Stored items
☆ ☆ ☆

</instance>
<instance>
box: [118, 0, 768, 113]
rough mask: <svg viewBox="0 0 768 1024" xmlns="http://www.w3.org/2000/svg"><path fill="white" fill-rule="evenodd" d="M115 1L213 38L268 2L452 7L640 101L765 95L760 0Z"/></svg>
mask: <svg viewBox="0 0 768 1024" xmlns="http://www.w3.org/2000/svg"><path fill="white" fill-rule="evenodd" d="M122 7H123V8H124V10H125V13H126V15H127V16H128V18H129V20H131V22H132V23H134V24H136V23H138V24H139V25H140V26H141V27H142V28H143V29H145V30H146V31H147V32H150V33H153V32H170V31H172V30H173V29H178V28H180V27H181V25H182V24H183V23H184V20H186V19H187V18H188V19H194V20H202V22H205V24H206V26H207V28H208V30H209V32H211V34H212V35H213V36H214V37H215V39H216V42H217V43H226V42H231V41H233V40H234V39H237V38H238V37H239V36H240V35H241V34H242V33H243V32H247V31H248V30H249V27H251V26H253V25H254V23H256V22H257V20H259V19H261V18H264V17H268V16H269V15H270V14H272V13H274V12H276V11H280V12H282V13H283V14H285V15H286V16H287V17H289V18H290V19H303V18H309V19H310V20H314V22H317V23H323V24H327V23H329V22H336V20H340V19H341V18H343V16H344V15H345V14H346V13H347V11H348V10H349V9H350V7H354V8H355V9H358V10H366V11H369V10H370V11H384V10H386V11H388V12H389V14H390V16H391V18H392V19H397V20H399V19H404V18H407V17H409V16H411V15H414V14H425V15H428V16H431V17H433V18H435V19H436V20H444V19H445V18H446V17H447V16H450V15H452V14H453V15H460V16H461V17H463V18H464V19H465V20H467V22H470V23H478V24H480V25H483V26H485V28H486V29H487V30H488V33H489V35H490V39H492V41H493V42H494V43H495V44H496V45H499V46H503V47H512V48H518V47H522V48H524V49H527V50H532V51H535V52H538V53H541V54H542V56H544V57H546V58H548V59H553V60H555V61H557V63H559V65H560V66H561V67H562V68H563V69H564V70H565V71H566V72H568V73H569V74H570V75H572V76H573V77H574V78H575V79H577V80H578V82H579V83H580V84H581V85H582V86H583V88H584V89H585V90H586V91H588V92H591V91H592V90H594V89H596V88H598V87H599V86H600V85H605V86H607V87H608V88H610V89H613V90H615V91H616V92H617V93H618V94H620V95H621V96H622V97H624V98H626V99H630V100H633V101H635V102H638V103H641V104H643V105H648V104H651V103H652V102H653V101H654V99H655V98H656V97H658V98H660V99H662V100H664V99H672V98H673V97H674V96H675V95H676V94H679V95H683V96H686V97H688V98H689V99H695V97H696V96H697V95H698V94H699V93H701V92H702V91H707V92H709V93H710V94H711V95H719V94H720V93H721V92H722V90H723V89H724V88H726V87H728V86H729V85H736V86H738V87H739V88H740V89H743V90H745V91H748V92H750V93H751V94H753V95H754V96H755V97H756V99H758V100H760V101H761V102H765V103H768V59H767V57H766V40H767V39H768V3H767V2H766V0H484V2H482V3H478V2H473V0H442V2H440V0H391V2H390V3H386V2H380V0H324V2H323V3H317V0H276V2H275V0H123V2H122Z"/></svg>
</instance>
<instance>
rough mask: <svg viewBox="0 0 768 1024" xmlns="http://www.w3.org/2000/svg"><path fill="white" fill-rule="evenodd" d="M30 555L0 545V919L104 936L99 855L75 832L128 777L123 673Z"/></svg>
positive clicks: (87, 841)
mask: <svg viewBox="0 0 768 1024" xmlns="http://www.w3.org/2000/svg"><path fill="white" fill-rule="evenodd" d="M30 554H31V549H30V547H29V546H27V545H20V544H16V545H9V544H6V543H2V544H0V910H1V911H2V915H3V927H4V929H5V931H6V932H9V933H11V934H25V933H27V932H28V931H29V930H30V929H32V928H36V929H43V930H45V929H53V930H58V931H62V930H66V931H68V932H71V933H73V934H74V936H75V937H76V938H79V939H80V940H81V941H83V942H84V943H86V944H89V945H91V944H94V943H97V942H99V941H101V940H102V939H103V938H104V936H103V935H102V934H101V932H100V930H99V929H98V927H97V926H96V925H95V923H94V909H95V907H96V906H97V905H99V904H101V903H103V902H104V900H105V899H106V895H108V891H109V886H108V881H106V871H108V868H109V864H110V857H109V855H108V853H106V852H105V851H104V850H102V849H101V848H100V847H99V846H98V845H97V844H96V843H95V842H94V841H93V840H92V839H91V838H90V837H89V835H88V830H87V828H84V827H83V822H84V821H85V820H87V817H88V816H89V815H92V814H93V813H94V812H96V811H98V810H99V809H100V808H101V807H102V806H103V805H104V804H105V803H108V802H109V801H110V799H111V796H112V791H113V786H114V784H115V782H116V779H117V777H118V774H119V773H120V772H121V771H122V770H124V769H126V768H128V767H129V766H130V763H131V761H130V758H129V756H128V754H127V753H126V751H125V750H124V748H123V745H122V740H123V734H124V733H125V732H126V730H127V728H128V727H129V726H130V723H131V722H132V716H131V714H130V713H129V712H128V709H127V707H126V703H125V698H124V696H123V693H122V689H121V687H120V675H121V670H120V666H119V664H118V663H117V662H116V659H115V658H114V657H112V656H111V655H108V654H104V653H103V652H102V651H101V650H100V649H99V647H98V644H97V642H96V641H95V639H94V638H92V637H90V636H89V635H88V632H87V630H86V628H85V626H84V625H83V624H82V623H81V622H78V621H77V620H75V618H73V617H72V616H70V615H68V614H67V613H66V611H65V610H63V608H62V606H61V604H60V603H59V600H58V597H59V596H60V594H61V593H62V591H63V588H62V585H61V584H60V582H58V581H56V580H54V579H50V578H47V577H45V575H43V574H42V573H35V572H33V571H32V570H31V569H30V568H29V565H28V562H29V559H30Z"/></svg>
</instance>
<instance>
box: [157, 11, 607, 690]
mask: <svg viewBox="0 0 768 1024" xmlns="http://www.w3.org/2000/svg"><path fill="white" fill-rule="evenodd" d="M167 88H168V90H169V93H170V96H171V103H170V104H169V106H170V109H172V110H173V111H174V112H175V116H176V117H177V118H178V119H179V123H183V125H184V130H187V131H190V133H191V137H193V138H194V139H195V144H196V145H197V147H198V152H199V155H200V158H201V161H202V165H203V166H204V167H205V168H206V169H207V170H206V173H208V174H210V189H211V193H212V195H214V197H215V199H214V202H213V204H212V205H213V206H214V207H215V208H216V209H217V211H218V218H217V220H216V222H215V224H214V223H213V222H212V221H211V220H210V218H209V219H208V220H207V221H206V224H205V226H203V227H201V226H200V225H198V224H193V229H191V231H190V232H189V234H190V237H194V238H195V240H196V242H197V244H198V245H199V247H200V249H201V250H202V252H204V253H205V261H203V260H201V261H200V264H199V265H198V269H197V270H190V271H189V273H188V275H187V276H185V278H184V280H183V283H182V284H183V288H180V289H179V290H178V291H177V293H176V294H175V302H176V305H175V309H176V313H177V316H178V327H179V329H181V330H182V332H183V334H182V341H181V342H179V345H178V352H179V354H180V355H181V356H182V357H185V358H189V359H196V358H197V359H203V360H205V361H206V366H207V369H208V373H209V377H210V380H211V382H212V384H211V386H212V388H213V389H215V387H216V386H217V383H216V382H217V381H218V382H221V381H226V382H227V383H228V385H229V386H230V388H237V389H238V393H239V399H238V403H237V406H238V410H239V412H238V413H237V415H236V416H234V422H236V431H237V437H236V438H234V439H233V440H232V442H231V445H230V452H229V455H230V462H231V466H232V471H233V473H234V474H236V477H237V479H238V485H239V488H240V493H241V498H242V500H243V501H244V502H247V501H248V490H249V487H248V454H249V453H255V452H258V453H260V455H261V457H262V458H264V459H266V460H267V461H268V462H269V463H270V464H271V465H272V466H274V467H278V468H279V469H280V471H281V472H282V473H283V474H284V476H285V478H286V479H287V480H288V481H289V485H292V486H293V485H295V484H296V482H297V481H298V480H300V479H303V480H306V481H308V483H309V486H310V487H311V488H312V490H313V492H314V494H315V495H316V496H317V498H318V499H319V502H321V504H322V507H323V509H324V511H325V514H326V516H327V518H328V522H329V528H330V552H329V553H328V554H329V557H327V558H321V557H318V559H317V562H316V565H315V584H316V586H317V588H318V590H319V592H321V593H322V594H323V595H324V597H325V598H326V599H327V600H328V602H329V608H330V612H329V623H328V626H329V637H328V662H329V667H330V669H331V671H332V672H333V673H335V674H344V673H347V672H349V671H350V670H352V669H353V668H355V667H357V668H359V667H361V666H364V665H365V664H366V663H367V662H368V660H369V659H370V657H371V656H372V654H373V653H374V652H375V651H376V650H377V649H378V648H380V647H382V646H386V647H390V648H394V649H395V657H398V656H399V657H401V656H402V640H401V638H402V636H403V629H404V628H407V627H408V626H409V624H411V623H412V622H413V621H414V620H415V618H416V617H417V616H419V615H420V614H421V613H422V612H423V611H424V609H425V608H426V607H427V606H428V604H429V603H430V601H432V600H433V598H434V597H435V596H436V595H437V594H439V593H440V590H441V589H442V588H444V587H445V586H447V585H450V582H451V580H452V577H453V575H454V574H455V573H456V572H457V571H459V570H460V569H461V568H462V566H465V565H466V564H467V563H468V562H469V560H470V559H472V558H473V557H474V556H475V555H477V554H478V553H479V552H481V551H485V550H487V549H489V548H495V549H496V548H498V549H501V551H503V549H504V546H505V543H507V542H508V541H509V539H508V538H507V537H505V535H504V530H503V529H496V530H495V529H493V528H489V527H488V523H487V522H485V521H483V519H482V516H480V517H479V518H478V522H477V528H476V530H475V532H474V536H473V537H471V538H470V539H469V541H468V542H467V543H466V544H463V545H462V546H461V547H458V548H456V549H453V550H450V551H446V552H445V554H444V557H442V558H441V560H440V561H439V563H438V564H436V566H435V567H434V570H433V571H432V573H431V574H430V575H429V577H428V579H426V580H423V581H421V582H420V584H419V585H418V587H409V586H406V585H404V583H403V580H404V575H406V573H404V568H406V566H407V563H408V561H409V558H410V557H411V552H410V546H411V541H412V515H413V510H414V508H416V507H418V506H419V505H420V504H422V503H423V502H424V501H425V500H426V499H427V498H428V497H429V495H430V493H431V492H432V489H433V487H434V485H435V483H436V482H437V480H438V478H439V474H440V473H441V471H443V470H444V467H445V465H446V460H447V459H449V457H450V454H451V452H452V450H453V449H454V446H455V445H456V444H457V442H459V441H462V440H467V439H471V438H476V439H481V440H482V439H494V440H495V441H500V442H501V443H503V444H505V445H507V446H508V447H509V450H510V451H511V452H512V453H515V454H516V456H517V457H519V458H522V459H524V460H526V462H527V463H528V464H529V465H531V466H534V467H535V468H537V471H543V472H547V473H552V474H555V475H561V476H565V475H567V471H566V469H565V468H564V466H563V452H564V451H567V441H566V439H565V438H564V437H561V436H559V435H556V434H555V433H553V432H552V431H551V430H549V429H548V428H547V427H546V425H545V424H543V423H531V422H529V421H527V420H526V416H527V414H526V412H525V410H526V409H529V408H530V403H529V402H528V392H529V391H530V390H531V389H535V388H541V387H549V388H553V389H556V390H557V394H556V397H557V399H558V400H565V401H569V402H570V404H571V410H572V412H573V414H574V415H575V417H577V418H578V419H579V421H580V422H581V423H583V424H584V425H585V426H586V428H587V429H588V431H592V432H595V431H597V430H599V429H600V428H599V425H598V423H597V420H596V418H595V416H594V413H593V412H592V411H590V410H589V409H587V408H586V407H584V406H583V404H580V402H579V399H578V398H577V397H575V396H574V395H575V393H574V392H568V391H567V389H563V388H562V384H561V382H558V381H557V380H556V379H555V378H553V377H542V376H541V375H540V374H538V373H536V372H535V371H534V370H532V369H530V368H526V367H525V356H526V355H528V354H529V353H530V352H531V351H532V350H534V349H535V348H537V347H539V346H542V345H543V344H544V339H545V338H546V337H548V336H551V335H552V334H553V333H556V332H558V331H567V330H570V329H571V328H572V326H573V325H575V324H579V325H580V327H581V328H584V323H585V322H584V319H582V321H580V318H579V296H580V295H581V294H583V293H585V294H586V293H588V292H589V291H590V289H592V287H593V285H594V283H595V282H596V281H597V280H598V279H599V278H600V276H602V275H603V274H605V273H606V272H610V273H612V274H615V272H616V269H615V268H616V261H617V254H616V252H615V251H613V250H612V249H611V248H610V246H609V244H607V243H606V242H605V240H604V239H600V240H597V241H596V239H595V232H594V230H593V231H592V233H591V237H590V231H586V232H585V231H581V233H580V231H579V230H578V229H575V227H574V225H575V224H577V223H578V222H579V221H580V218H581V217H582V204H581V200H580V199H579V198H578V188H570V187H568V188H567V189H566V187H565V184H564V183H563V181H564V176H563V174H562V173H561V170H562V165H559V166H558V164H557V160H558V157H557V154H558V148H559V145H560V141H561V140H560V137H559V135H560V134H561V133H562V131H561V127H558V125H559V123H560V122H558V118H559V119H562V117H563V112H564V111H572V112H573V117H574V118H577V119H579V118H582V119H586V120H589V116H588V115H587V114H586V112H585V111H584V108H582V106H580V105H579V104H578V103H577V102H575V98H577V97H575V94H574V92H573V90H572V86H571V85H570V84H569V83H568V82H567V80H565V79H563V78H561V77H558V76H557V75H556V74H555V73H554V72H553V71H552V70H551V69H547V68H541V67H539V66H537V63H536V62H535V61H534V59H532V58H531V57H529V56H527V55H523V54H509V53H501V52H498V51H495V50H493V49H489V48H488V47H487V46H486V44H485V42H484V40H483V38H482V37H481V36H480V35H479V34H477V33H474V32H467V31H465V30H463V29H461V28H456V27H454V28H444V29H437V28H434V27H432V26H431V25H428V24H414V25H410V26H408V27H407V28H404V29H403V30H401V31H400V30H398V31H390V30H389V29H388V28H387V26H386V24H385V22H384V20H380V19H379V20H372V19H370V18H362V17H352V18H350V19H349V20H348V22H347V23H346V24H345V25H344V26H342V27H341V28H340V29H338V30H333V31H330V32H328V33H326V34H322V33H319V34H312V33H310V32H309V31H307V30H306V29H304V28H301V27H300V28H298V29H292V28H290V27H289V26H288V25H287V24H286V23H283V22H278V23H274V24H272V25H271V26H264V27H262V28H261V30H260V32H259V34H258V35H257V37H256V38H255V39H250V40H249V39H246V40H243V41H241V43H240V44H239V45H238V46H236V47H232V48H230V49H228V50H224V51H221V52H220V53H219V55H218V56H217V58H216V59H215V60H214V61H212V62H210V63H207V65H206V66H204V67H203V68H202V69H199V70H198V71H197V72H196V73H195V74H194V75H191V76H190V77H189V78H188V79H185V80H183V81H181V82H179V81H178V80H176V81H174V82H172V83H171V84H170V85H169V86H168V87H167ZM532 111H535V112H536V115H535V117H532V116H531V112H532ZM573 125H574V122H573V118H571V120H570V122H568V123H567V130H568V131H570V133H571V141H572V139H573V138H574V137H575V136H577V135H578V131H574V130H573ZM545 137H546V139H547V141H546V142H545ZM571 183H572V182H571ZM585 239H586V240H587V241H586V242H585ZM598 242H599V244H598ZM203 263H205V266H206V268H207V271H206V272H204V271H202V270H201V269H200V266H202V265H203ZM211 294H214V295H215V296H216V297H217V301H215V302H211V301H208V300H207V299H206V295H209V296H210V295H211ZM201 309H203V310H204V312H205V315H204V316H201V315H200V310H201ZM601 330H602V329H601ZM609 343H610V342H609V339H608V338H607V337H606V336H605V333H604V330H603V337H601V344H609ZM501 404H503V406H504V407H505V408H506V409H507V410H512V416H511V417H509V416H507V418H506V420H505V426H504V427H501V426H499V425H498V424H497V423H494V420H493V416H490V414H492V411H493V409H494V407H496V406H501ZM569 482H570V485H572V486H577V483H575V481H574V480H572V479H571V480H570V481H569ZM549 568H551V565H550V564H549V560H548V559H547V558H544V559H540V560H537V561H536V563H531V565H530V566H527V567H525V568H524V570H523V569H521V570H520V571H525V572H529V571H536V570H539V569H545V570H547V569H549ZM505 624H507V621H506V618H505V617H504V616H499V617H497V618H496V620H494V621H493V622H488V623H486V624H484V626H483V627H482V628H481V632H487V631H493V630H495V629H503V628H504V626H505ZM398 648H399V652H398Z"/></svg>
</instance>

☆ ☆ ☆

= EXERCISE OBJECTIVE =
Isolate the lines above that contain the word "rough" and copy them.

= RESPONSE TO THIS EXERCISE =
rough mask: <svg viewBox="0 0 768 1024" xmlns="http://www.w3.org/2000/svg"><path fill="white" fill-rule="evenodd" d="M115 1L213 38L268 2L452 7L640 101L765 95L760 0Z"/></svg>
rough mask: <svg viewBox="0 0 768 1024" xmlns="http://www.w3.org/2000/svg"><path fill="white" fill-rule="evenodd" d="M30 555L0 545V919L104 936L99 855L75 832L128 777L123 673Z"/></svg>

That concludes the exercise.